(Work instruction) What should come back is the data below, word for word, minus any picture.

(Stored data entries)
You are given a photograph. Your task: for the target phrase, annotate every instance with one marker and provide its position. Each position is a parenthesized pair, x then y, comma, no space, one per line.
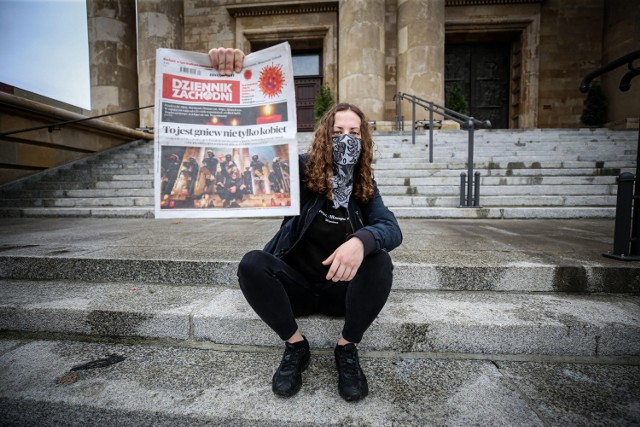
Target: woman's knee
(379,265)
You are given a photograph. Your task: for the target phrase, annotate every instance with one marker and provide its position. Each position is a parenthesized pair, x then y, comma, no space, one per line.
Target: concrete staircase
(542,173)
(547,173)
(489,323)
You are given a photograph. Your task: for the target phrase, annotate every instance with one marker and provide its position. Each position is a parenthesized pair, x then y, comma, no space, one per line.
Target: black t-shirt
(328,230)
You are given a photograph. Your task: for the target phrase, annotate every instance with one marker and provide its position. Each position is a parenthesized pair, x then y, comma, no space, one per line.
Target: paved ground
(161,383)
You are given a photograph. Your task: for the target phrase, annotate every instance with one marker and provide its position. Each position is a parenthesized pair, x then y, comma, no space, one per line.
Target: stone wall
(112,55)
(570,47)
(621,37)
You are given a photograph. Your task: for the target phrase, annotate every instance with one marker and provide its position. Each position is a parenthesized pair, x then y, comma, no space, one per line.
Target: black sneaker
(288,378)
(352,384)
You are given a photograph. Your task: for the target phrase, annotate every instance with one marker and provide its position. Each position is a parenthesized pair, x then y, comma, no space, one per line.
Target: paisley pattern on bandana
(346,152)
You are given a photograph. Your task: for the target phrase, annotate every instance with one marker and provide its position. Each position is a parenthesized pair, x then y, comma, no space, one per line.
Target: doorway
(307,76)
(482,72)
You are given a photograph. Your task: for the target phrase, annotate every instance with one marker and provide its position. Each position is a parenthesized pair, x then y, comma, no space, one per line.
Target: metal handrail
(470,200)
(626,239)
(59,125)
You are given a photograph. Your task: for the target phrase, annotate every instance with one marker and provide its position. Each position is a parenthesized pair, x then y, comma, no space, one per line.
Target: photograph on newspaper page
(225,146)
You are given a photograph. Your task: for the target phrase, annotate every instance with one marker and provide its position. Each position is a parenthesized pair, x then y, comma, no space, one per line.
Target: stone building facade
(519,61)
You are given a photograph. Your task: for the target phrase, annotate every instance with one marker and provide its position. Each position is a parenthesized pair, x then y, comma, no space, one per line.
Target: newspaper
(225,146)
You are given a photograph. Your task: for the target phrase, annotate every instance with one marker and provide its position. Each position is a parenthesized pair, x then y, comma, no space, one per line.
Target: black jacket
(372,221)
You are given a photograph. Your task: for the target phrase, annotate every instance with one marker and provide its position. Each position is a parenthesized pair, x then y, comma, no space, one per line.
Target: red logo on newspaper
(271,80)
(181,88)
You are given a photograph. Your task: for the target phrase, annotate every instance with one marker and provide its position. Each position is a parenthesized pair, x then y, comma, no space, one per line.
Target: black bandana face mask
(346,152)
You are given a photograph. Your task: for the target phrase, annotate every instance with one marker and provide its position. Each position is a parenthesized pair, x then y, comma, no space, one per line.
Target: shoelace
(348,364)
(290,360)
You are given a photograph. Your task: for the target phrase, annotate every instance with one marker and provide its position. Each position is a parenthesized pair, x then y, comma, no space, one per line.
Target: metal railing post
(413,119)
(476,190)
(622,230)
(470,161)
(463,179)
(635,225)
(430,132)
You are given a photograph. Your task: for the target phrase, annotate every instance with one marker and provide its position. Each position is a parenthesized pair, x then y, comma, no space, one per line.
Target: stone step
(481,322)
(455,170)
(77,212)
(453,200)
(429,210)
(49,193)
(72,202)
(505,190)
(454,179)
(505,212)
(474,269)
(532,163)
(164,386)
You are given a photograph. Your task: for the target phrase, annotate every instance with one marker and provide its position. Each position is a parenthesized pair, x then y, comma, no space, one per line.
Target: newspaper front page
(225,146)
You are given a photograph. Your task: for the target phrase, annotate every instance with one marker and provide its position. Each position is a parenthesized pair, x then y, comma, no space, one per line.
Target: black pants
(278,293)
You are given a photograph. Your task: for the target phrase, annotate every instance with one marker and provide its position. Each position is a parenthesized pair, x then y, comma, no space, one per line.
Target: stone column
(160,25)
(421,50)
(112,57)
(361,71)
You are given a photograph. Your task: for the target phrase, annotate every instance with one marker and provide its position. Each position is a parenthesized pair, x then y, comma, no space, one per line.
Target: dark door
(482,72)
(307,73)
(307,88)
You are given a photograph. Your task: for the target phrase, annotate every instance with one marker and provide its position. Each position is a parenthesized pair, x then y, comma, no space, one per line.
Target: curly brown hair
(319,166)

(The completed task)
You are given a photograph. Your task: for the target phrase, annotate every instance with one marker and provide its position. Each position is a parenthesized pair, x then y, comma, no space, one per line.
Target: woman's knee
(379,265)
You are given a photograph. Your task: for the target phrase, annotate every instance with one marker and provide its position. Each position is a parenthesized pair, x then y, comma, no space, one per line.
Target: concrete staircase
(542,173)
(547,173)
(489,323)
You are given a photograph. Your task: for the target phrase, annotate every instance with one marker and provide its position. Each position is a parenthesized pair, x then y, comma, no space, one per line.
Target: black t-shirt
(328,230)
You are given a photograph. Your task: for the target phrase, annotate every instance with one marker and provide its position. Each position is a parenthesized pair, x then y, comma, no space, one per line.
Target: paved ground
(161,383)
You are given a photograph. Your task: for the target phrase, annotate every instance with one marker and provide its position. Each position is a parenthesized pair, x then y, comma, no space, one per line.
Target: stone wall
(112,55)
(570,47)
(621,37)
You are given a photograph. Your task: for the target phrase, annotate every instance with one marker and provide its position. Each position is a parenthesized pair, x then y, comma, no space, one per line.
Target: black sneaker
(288,378)
(352,384)
You are given a photograph. Your task: for the target phrase, annotate every instance with one marker and provide its position. Each position is a parenthesized pair, x then y, comma, no space, one per line.
Target: paisley pattern on bandana
(346,152)
You are given a photograph. Your task: for the target phrase, annotate every instance with one marker and provide its position. Each position is a parenthesized pair, x then y, comma, no space, one per line.
Target: doorway
(307,76)
(482,72)
You are given a photograph. Your task: for the target phrase, annotate every instance with one marker and provide its position. Each position is a parenthesized pair, x then y, comma, no space, one per line.
Target: metal handrail
(470,200)
(626,239)
(59,125)
You are given a photograph. Your task: for the target phrase, annotate every instance with one marker and provide its position. Each position is a parenthesized pair, x then y, comma, no space, one per line.
Target: photograph on newspaper page
(225,146)
You are given a photograph. Your task: for the target phrase, annotate every instance with one marker and provide its position. Each position is a parenthesized pair, x then y, comma, no space, one per line.
Target: stone building facade
(519,61)
You are given a photograph. Your task: for the target phrase, annotate every instance with one marker and provide its position. Each position is a parenthesized pair, x then y, comma, no space, one per line.
Target: newspaper
(225,146)
You are given a photograph. Your task: for the target phrase, annotate every instance with one marker and provide its position. Each position is a parenthesized pair, x then y, comma, no space, one per line.
Target: black jacket
(372,221)
You are given a photograph. Your task: for the target phrase, annotate every instance with one marker and provide its position. Each position is a parenthesized pair, x then y, comma, no space, one per line.
Target: red logo on newspaper
(271,80)
(181,88)
You are given a photograph. Your task: for the target phrase, annotate every instance with one marker and provide its position. Each position is a parenthesized pair, x then y, comma, no space, one per line.
Target: black bandana face mask
(346,152)
You are given a photograph. Your task: for the target phrase, annotate every instance with one marker and provide its position. Each position is a parenthesized pair, x then y, comma, no space, one per line.
Target: shoelace
(348,364)
(290,360)
You are given a photograph. Your task: for the target phrase, annotate every instance with one marker and provide its position. Each position is a parenthesized pair, x then y, comma, no space, one per line.
Target: metal railing post
(413,119)
(476,190)
(622,230)
(470,161)
(463,179)
(635,225)
(430,132)
You are given a photograph. Your task: for the target phrase, annotate every instance with one marker and provide its position. Each position is a parenthesized pair, x then y, comma, no space, one per line.
Target: stone step
(481,322)
(455,170)
(77,212)
(453,200)
(429,210)
(49,193)
(72,202)
(505,190)
(454,179)
(505,212)
(474,269)
(532,163)
(164,386)
You are given a photograph. Your task: for the target phrase, annotate every instance with one marker and provide its position. Each position is a parenthesized pair, x then y, comma, no space, one per line.
Target: newspaper front page
(225,146)
You are given a photograph. Your task: for the target phrase, annotate every instance with one marker and provide its position. Each position is a parenthesized pair, x then y, comma, no space, one per line.
Target: black pants
(278,293)
You are given a photograph. Your task: for the target phrase, annotate every instance with one marker and provide its position. Each position is a parenthesized pair, x then y, comma, no space, one per line.
Target: stone column
(160,25)
(421,50)
(112,57)
(361,71)
You are given a photograph. Your task: for the target phrase, annotate every instance with one marker and provide its position. Each position is a parenthesized pair, x then y, comma, no space, one per line.
Target: dark door
(482,72)
(307,73)
(307,88)
You are given a photograph. Your task: for the target phrase, annotate every instance with one marker and provide its position. Each position is a parenthesized pair, x then y, comma, no space, one per line.
Target: curly brown hair
(319,166)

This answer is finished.